## The problem
From the text on booking queries, return word for word the part that opens with the words containing "List the total" and closes with "fn.SUM(Booking.slots) * .5)".

## Text passage
-- START --
List the total hours booked per named facility

Produce a list of the total number of hours booked per facility, remembering that a slot lasts half an hour. The output table should consist of the facility id, name, and hours booked, sorted by facility id.

SELECT f.facid, f.name, SUM(b.slots) * .5
FROM facilities AS f
INNER JOIN bookings AS b ON (f.facid = b.facid)
GROUP BY f.facid, f.name
ORDER BY f.facid

query = (Facility
         .select(Facility.facid, Facility.name, fn.SUM(Booking.slots) * .5)
         .join(Booking)
         .group_by(Facility.facid, Facility.name)
         .order_by(Facility.facid))

List each member’s first booking after September 1st 2012

Produce a list of each member name, id, and their first booking after September 1st 2012. Order by member ID.

SELECT m.surname, m.firstname, m.memid, min(b.starttime) as starttime
FROM members AS m
INNER JOIN bookings AS b ON b.memid = m.memid
WHERE starttime >= '2012-09-01'
GROUP BY m.surname, m.firstname, m.memid
ORDER BY m.memid;

query = (Member
         .select(Member.surname, Member.firstname, Member.memid,
                 fn.MIN(Booking.starttime).alias('starttime'))
         .join(Booking)
         .where(Booking.starttime >= datetime.date(2012, 9, 1))
         .group_by(Member.surname, Member.firstname, Member.memid)
-- END --
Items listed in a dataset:
-- START --
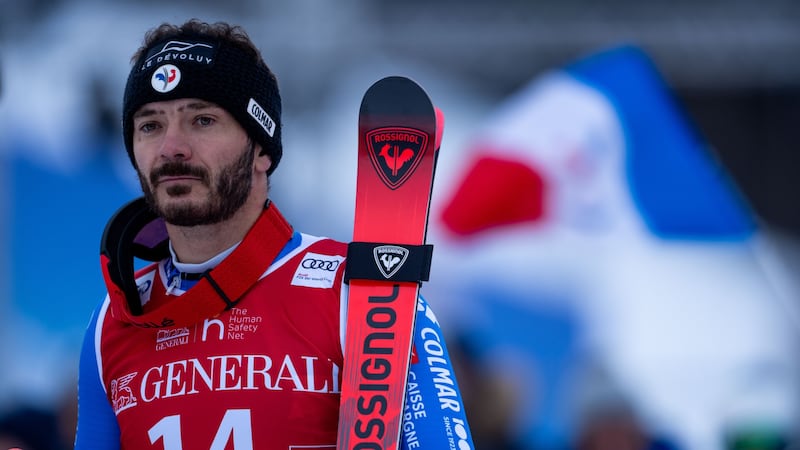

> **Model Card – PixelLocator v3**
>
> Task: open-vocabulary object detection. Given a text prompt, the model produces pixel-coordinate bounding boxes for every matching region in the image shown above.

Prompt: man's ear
[253,144,272,173]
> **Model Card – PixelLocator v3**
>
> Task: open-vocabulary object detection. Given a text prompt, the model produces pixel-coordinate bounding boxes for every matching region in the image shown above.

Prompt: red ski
[337,77,443,450]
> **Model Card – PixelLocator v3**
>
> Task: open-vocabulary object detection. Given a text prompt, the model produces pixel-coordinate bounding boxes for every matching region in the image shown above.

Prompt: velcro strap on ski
[344,242,433,283]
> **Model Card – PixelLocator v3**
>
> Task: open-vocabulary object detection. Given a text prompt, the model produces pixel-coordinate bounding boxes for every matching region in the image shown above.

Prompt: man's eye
[196,116,214,127]
[139,122,157,133]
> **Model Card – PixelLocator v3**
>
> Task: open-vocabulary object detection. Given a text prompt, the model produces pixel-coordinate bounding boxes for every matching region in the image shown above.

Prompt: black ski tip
[361,75,435,115]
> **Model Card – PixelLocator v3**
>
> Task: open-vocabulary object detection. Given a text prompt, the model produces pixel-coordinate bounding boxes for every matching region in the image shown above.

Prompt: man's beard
[139,143,255,227]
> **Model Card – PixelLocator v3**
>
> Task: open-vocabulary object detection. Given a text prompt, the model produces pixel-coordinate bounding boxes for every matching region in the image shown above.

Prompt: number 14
[147,409,253,450]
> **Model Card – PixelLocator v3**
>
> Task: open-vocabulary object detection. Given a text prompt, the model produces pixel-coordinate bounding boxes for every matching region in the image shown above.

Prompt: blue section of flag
[565,46,755,241]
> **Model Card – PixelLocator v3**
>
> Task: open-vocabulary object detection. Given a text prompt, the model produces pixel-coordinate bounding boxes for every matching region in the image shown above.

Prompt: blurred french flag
[430,46,800,450]
[442,46,755,240]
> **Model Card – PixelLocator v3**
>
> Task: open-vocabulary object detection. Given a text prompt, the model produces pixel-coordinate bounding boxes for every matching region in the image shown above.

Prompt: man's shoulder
[299,233,347,256]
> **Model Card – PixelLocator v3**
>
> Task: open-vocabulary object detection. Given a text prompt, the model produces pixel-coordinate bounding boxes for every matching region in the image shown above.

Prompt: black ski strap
[344,242,433,283]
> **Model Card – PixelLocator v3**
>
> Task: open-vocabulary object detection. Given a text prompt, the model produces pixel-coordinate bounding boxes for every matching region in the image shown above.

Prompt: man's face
[133,99,256,226]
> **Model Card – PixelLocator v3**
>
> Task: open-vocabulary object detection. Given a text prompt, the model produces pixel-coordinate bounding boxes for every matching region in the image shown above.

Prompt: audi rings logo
[300,258,339,272]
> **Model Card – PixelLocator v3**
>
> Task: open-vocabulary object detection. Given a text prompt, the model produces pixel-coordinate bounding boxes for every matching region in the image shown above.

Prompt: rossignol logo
[247,98,275,137]
[150,64,181,94]
[366,127,428,189]
[353,284,400,450]
[372,245,408,279]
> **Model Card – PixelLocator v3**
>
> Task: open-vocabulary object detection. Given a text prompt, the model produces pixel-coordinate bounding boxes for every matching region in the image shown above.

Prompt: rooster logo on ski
[366,127,428,189]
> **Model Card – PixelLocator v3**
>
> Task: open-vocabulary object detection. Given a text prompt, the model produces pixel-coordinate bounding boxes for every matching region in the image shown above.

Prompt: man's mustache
[150,162,209,186]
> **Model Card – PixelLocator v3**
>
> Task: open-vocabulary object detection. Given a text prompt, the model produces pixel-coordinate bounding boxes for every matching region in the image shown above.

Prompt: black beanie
[122,34,283,175]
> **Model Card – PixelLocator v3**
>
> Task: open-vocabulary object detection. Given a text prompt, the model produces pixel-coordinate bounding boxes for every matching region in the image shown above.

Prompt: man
[75,20,472,450]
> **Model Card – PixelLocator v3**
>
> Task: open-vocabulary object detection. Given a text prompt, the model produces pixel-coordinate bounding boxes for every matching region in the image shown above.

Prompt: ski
[337,77,443,450]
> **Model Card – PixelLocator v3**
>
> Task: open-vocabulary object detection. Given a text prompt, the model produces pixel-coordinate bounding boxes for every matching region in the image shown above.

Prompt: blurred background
[0,0,800,450]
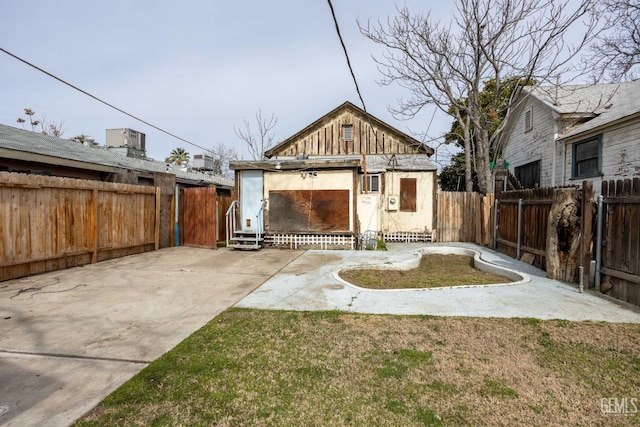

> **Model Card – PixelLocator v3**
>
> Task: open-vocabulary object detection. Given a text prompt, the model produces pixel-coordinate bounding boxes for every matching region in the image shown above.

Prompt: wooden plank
[269,190,351,233]
[89,189,100,264]
[602,267,640,285]
[155,187,161,251]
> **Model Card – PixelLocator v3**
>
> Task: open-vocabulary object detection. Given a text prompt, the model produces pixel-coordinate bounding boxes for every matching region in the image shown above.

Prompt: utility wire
[327,0,367,113]
[0,47,211,152]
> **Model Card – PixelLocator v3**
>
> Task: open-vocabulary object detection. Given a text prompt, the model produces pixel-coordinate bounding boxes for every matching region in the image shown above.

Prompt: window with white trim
[360,174,380,193]
[342,125,353,141]
[524,108,533,132]
[571,135,602,179]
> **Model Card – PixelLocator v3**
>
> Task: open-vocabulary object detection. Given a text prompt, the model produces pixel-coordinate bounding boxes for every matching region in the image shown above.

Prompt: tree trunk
[462,126,473,193]
[546,188,581,282]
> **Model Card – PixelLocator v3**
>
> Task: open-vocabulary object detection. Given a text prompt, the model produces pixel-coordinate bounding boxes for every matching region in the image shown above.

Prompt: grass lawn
[78,309,640,426]
[340,254,511,289]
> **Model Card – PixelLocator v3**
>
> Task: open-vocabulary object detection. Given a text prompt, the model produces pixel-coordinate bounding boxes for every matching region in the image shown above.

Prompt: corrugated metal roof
[528,80,640,138]
[230,153,438,173]
[366,154,438,172]
[0,124,233,187]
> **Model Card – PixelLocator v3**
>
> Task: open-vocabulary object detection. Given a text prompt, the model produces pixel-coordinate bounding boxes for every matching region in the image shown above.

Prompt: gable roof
[0,124,233,187]
[527,80,640,139]
[265,101,434,158]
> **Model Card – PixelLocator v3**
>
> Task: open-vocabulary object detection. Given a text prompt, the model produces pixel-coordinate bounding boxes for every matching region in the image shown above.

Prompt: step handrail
[224,200,238,247]
[256,200,266,248]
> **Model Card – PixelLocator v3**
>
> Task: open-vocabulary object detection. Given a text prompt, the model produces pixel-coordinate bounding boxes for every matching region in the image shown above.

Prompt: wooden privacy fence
[436,191,494,246]
[495,188,554,269]
[596,178,640,305]
[0,172,160,280]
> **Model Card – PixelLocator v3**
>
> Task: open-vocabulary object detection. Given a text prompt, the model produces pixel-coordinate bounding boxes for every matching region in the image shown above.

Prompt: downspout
[173,184,180,246]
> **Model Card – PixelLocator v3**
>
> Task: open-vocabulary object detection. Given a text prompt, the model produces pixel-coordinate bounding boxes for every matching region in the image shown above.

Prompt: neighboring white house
[503,80,640,193]
[230,102,437,246]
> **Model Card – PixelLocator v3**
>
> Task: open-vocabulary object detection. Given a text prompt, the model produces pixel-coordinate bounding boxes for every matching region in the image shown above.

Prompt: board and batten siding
[502,98,562,187]
[266,110,419,157]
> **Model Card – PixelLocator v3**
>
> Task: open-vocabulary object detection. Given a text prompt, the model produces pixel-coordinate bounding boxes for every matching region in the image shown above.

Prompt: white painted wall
[381,171,436,233]
[560,119,640,194]
[503,98,640,194]
[502,98,562,187]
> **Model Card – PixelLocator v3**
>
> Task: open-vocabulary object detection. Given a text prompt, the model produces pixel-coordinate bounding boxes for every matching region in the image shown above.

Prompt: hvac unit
[387,196,400,211]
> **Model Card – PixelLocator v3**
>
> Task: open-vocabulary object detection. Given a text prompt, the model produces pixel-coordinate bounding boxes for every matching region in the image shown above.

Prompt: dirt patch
[79,309,640,426]
[340,254,511,289]
[283,253,342,275]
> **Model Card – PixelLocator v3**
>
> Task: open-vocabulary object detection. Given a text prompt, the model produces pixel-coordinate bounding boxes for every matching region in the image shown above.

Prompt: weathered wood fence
[600,178,640,305]
[495,188,554,269]
[0,172,160,280]
[436,192,494,246]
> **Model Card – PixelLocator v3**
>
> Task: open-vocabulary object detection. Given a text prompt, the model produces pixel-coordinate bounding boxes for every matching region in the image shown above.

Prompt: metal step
[231,234,264,242]
[227,243,262,251]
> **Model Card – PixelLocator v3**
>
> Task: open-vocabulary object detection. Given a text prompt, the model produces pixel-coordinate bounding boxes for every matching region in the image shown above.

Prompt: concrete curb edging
[331,246,531,292]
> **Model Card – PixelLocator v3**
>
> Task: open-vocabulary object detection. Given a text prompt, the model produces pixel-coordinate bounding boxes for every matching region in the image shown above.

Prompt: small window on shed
[524,108,533,132]
[571,135,602,179]
[342,125,353,141]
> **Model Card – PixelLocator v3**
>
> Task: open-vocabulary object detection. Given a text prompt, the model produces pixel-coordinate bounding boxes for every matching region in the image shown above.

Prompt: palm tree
[164,147,191,166]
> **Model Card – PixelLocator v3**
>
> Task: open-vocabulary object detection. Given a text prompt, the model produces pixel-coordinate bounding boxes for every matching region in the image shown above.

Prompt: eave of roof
[0,124,233,188]
[265,101,434,158]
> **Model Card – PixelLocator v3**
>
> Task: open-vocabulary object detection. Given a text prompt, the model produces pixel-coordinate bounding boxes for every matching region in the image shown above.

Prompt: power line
[0,47,211,151]
[327,0,367,113]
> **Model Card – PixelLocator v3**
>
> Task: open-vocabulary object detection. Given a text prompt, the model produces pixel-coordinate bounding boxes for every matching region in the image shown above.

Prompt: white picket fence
[265,234,356,250]
[382,232,434,243]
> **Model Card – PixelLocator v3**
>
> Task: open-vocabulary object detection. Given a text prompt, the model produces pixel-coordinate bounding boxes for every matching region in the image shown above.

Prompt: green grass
[340,254,511,289]
[77,309,640,426]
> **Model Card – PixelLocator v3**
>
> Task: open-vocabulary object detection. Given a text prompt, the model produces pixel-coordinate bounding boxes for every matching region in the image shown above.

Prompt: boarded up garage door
[182,187,218,248]
[269,190,350,233]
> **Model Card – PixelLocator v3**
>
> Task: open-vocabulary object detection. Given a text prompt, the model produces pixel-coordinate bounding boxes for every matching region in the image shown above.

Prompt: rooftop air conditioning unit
[387,196,400,211]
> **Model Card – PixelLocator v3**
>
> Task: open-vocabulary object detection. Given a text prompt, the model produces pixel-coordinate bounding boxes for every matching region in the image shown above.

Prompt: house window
[571,135,602,179]
[400,178,417,212]
[361,175,380,193]
[515,160,540,188]
[342,125,353,141]
[524,108,533,132]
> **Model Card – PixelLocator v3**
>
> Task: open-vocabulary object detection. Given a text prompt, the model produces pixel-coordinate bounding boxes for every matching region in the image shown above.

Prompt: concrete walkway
[236,243,640,323]
[0,247,302,427]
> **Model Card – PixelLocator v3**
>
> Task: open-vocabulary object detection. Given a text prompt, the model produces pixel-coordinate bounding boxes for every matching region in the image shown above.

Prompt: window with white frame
[571,135,602,179]
[360,174,380,193]
[524,108,533,132]
[342,125,353,141]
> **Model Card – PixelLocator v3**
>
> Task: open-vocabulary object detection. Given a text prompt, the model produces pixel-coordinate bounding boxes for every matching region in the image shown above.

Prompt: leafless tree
[359,0,599,193]
[585,0,640,81]
[16,108,64,137]
[207,142,238,179]
[233,109,278,160]
[69,133,100,147]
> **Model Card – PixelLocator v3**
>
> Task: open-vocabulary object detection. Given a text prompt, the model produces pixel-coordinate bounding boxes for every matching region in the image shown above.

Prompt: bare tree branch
[233,109,278,160]
[584,0,640,82]
[359,0,601,193]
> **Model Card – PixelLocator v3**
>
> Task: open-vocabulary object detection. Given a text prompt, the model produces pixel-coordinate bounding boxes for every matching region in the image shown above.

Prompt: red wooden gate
[182,187,218,248]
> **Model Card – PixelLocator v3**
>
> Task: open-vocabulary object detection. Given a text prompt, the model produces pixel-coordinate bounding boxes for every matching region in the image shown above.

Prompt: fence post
[493,198,500,251]
[595,195,604,291]
[154,187,162,251]
[516,199,524,259]
[89,188,100,264]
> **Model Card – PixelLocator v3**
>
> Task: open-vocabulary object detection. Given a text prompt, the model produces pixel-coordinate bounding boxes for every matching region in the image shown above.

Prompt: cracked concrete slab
[236,243,640,323]
[0,247,301,427]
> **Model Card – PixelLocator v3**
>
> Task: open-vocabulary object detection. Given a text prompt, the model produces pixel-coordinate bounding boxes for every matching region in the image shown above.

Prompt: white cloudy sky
[0,0,460,165]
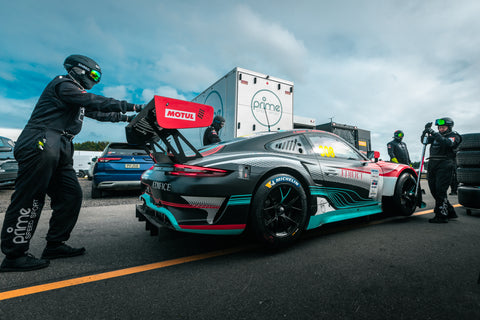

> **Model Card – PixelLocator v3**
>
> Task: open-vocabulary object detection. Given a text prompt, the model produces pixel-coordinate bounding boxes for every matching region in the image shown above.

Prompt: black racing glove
[120,114,135,122]
[133,104,145,113]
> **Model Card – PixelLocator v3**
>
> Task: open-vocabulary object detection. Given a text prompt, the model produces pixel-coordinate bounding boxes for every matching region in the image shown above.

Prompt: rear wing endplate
[125,96,213,163]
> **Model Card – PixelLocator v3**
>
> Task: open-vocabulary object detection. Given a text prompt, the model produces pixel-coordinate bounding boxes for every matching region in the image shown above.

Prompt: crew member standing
[421,117,462,223]
[0,55,142,272]
[203,115,225,146]
[387,130,412,166]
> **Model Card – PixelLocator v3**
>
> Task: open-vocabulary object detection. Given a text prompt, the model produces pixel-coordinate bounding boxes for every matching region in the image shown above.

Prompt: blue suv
[92,142,154,198]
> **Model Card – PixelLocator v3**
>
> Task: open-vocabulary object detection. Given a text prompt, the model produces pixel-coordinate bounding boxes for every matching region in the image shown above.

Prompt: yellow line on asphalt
[413,204,462,216]
[0,246,251,301]
[0,204,461,301]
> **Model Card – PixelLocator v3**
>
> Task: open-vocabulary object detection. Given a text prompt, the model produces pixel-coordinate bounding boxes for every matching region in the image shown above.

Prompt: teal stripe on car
[227,194,252,206]
[140,193,244,235]
[310,186,378,209]
[307,202,382,230]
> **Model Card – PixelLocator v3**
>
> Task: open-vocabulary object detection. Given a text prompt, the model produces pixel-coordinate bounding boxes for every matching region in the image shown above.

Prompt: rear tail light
[97,157,122,162]
[166,164,229,177]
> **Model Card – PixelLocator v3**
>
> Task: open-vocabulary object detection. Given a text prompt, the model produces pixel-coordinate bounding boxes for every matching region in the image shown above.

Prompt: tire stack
[457,133,480,215]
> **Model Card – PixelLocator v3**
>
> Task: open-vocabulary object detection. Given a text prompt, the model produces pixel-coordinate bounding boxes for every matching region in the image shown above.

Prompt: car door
[306,132,381,210]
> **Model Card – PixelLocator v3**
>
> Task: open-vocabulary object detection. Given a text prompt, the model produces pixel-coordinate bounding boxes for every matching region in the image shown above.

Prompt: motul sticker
[368,169,380,198]
[154,96,213,129]
[165,109,195,121]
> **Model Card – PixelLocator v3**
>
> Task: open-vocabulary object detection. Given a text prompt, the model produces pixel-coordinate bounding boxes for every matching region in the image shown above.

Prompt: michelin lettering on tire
[265,176,301,189]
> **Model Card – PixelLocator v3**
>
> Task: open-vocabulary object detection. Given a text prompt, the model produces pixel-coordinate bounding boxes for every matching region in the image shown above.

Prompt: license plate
[125,163,140,169]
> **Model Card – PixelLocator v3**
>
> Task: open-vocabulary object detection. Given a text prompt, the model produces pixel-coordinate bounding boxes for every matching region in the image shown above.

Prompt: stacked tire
[457,133,480,215]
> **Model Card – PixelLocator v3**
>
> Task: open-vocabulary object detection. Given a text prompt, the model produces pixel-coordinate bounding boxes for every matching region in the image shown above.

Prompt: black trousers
[1,129,82,258]
[427,159,455,217]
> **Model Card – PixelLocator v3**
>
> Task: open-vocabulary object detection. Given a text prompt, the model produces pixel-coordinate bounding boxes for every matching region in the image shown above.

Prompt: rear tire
[251,174,308,247]
[389,172,417,216]
[457,167,480,186]
[92,183,103,199]
[458,133,480,150]
[458,186,480,209]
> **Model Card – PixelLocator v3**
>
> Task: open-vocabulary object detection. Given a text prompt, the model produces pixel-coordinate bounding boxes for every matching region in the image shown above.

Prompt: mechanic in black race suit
[387,130,412,166]
[0,55,143,272]
[203,115,225,146]
[421,117,462,223]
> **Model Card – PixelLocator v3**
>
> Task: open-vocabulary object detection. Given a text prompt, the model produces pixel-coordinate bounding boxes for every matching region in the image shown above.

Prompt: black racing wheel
[251,174,308,247]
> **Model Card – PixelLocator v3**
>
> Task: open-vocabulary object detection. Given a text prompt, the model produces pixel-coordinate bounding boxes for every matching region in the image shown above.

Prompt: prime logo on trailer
[251,89,283,127]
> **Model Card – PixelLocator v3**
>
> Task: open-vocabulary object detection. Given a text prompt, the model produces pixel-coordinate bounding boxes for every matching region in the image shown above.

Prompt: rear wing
[125,96,213,163]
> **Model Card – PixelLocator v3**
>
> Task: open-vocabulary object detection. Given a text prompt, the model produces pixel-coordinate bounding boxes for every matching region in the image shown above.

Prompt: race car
[127,97,419,246]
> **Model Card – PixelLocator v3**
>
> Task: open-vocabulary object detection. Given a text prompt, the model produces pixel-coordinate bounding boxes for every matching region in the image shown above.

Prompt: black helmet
[435,117,454,129]
[212,115,225,131]
[63,54,102,89]
[393,130,405,141]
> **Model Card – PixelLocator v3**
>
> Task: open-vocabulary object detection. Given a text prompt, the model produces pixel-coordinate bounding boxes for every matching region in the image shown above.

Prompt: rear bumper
[97,181,141,190]
[136,194,246,235]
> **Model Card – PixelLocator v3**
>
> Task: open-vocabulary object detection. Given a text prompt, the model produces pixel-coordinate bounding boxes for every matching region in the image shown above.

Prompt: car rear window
[106,145,147,155]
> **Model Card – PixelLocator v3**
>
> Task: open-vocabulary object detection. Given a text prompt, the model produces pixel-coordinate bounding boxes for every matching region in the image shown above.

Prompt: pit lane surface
[0,181,480,319]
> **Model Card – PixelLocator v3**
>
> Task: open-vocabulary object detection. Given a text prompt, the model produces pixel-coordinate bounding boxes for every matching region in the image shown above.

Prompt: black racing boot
[428,215,448,223]
[42,243,85,260]
[447,206,458,220]
[0,253,50,272]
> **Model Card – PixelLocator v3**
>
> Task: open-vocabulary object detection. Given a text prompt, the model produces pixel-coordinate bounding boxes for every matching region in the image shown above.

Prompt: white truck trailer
[192,67,294,145]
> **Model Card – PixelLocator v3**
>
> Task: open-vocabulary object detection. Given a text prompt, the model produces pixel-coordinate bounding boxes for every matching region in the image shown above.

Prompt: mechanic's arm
[420,130,435,144]
[431,132,462,149]
[85,109,135,122]
[387,143,396,159]
[56,81,136,113]
[207,130,222,144]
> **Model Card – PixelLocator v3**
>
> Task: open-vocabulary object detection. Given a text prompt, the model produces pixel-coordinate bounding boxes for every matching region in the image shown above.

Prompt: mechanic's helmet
[435,117,454,134]
[212,115,225,131]
[63,54,102,89]
[435,117,454,129]
[393,130,405,141]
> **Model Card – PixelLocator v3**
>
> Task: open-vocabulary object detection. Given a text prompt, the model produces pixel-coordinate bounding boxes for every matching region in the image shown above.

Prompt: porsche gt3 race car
[127,97,418,246]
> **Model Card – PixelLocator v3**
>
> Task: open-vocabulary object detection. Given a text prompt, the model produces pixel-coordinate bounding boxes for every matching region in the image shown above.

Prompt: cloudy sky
[0,0,480,161]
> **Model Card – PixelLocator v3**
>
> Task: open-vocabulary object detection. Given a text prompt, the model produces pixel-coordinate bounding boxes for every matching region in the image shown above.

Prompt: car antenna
[263,106,270,132]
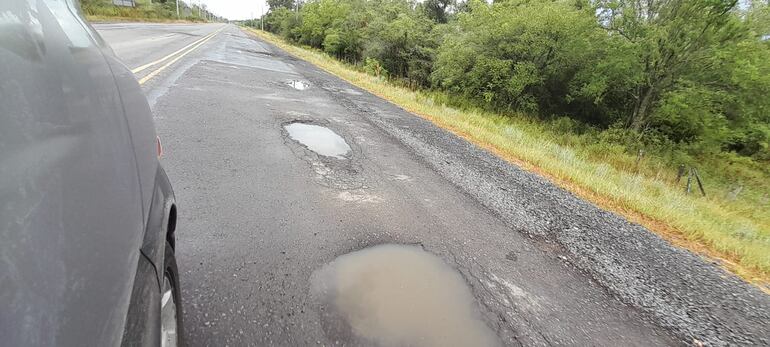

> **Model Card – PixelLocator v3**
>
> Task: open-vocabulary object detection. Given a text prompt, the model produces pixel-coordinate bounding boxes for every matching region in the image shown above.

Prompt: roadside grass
[80,0,203,23]
[86,15,198,23]
[246,28,770,292]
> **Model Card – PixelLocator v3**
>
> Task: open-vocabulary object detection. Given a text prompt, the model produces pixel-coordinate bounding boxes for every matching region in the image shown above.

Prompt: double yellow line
[131,27,225,84]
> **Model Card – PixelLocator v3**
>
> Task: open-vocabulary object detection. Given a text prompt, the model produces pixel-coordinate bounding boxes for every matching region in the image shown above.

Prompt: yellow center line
[139,27,224,84]
[131,28,224,73]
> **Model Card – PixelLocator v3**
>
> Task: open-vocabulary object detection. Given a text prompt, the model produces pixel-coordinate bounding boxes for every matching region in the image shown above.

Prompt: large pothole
[288,80,310,90]
[284,123,350,159]
[311,245,500,346]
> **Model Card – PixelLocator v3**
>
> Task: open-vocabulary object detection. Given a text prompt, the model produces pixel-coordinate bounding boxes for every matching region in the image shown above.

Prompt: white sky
[180,0,267,19]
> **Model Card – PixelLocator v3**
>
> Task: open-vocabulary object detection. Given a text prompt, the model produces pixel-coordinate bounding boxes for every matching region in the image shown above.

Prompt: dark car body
[0,0,178,346]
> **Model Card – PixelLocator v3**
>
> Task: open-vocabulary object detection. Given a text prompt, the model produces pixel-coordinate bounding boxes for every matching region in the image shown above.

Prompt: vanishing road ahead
-- END --
## Finished exercise
List the total hours booked per named facility

Produce a list of the total number of hours booked per facility, remembering that a slot lasts half an hour. The output table should consist of the facility id, name, and hours booked, sorted by facility id.

SELECT f.facid, f.name, SUM(b.slots) * .5
FROM facilities AS f
INNER JOIN bookings AS b ON (f.facid = b.facid)
GROUP BY f.facid, f.name
ORDER BY f.facid

query = (Facility
         .select(Facility.facid, Facility.name, fn.SUM(Booking.slots) * .5)